> _DOCUMENT_
MASSIVE implements the spatial model of interaction [4] which assigns an aura to each object for each medium (graphics, audio, etc.). Spatial model's filtering is achieved in two stages. The first detects auras' collision of couples of objects. This entails a possibility of interaction and leads to the second stages which consists, in the negotiations, of levels of awareness between users. The level of awareness of entity A toward entity B is a function of A's focus and B's nimbus, the focus being the observer's allocation of attention and the nimbus the observed's manifestation or observability. The negotiations of awareness levels decide the existence of awareness on each side. If there is awareness, its level can influence the attribution of resources (e.g., bandwidth, audio quality, etc.). Whenever a change occurs, the couple has to negotiate again to know whether a change in awareness took place. For performance and development cost reasons, this model is often used in a simplified way which only uses auras to determine awareness of avatars, even if this entails the exclusive establishment of symmetrical relations.

Effect management [5] is a variation of the spatial model of interaction which preserves the attractive feature of asymmetric awareness, while offering the possibility of not defining foci and nimbi functions if there are no resource accommodations. Effect management determines the existence of awareness on the two sides distinctly in the first stage. The second stage (i.e., awareness level computation) will only be dedicated to the determination of the nonnull awareness level through foci and nimbi negotiations if needed. To achieve that, the first stage associates with each entity a viewing zone which reflects the ability to perceive and an effect zone which reflects the ability to be perceived instead of combining the two abilities within the aura. When the viewing zone of an entity A overlaps the effect zone of an entity B, A becomes aware of B.

Excerpts from segmentation records
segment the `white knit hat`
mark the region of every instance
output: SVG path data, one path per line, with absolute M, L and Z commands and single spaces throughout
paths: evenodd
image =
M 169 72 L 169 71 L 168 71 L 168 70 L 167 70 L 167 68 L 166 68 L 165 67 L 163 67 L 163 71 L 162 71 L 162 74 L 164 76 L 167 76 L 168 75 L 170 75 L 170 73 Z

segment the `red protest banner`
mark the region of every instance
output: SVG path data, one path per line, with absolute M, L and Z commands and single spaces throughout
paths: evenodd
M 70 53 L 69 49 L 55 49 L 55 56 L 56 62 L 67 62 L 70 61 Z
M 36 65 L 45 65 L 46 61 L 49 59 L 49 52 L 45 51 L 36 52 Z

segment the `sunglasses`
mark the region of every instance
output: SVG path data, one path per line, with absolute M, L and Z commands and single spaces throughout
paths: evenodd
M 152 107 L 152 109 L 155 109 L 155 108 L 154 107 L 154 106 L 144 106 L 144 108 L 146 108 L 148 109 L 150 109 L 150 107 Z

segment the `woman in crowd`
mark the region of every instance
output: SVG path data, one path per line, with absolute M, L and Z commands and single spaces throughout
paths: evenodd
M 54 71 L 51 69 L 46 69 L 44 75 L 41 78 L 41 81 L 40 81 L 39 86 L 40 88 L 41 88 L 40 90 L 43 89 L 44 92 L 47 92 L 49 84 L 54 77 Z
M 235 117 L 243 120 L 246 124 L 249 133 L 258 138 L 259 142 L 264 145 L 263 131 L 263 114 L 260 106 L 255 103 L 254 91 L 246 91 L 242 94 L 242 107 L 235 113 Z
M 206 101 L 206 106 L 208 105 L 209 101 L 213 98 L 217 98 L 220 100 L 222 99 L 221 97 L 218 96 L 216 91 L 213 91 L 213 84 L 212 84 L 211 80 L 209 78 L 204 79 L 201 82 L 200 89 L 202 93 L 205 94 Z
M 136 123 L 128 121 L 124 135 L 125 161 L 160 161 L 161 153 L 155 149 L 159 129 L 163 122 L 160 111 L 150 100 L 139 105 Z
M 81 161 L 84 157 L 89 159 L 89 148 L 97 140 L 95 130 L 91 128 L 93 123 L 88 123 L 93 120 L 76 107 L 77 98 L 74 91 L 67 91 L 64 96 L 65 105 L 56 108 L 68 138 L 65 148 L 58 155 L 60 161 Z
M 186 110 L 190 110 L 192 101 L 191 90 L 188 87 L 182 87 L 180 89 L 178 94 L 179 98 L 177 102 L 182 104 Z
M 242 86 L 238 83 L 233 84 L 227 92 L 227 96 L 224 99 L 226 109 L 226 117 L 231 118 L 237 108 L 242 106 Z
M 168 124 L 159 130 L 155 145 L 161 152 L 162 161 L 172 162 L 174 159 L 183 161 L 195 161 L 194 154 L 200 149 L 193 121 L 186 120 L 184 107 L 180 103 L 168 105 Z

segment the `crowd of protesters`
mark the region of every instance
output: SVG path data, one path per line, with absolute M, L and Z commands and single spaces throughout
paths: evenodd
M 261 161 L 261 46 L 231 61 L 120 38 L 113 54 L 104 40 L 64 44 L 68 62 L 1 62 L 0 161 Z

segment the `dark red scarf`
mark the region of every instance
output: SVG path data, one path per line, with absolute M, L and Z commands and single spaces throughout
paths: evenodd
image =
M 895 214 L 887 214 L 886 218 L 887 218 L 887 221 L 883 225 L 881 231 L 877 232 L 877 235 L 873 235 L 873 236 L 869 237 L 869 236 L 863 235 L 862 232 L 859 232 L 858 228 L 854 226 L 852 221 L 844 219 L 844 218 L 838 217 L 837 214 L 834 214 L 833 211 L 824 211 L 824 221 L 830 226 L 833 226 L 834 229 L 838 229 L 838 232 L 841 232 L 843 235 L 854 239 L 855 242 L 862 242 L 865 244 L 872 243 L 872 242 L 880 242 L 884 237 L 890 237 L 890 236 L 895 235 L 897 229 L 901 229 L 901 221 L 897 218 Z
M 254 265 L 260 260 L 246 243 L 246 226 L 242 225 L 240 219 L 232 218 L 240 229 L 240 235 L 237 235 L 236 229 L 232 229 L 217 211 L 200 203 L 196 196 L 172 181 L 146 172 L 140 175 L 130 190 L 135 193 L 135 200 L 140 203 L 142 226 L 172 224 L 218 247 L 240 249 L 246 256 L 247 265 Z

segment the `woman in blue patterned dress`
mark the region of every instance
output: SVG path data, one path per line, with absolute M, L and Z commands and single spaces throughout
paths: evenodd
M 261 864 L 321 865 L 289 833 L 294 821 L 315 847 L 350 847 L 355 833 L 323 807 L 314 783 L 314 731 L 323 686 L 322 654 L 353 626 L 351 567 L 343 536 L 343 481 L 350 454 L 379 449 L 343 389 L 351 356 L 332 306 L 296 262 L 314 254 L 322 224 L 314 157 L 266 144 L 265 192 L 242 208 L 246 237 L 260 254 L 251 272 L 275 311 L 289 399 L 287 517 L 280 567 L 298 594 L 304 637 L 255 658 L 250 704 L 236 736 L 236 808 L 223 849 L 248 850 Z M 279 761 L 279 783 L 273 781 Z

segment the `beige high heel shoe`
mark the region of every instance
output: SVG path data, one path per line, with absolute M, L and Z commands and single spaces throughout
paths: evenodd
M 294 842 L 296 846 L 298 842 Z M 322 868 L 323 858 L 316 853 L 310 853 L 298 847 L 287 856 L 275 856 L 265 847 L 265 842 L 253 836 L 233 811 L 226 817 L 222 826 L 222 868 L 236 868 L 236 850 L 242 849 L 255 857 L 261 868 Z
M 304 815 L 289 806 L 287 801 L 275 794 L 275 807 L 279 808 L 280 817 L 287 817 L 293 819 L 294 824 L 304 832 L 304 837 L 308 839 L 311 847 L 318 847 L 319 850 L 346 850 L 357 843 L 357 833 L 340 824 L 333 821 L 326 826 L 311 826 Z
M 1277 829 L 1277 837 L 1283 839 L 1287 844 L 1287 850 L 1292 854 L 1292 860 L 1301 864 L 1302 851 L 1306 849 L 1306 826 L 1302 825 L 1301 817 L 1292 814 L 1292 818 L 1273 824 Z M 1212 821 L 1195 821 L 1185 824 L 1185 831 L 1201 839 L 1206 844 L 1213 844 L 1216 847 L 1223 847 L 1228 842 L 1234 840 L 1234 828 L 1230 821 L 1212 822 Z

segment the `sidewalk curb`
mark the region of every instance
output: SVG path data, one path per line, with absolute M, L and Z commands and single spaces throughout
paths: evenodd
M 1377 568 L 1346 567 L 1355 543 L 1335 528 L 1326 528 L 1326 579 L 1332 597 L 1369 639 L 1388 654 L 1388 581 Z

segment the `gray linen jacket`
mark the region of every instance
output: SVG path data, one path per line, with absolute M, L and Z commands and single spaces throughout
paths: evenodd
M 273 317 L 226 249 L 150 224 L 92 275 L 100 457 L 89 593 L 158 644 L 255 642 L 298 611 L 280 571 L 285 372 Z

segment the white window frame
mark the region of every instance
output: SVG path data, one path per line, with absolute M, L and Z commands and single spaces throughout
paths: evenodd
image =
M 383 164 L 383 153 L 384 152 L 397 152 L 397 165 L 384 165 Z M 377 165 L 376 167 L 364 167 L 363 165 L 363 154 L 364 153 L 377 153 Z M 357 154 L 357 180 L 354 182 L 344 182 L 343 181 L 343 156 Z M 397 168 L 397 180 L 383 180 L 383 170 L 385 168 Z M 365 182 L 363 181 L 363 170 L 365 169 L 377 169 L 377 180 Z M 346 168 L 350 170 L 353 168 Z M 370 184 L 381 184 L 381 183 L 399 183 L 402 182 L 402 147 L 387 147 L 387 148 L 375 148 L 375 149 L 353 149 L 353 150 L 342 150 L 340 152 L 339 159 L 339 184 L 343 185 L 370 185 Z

> _SHORT PROBLEM_
Quote the passage on the spatial model of interaction word for word, starting at the words "Effect management [5]" and stopping after "aware of B.".

> _RESULT BELOW_
Effect management [5] is a variation of the spatial model of interaction which preserves the attractive feature of asymmetric awareness, while offering the possibility of not defining foci and nimbi functions if there are no resource accommodations. Effect management determines the existence of awareness on the two sides distinctly in the first stage. The second stage (i.e., awareness level computation) will only be dedicated to the determination of the nonnull awareness level through foci and nimbi negotiations if needed. To achieve that, the first stage associates with each entity a viewing zone which reflects the ability to perceive and an effect zone which reflects the ability to be perceived instead of combining the two abilities within the aura. When the viewing zone of an entity A overlaps the effect zone of an entity B, A becomes aware of B.